═══ Data lines ═══

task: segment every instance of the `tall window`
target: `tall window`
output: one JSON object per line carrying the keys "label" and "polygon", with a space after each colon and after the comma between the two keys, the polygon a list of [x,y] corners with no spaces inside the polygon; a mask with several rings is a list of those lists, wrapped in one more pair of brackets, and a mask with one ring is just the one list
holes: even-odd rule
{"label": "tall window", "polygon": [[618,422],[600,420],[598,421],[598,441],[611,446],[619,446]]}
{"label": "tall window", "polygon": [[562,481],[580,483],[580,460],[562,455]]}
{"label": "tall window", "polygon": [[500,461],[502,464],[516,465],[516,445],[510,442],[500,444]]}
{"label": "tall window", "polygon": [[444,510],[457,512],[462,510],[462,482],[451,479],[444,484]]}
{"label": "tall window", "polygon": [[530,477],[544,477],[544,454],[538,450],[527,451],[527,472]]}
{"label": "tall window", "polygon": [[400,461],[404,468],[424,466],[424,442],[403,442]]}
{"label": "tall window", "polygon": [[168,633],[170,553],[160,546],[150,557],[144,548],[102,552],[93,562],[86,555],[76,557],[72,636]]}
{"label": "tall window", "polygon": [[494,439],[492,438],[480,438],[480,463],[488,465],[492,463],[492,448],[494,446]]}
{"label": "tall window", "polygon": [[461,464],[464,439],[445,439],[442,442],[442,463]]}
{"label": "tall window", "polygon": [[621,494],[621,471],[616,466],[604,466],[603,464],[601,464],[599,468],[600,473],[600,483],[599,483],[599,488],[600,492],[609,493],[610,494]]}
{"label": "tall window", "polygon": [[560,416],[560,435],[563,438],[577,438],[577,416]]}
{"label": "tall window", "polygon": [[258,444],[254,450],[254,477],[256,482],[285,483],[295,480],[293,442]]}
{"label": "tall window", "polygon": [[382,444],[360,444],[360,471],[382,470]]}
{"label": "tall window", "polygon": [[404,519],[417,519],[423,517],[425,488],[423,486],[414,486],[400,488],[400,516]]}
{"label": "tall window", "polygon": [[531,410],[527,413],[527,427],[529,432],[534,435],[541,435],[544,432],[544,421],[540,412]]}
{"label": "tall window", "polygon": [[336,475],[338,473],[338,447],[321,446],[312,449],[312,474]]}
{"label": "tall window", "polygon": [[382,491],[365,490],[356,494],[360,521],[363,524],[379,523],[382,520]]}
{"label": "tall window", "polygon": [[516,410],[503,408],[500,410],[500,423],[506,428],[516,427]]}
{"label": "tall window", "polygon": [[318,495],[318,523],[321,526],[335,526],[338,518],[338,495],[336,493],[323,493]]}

═══

• [What the task asks]
Pull out every line of the records above that contains the string "instance". Case counts.

• [Result of this task]
task: segment every instance of the `tall window`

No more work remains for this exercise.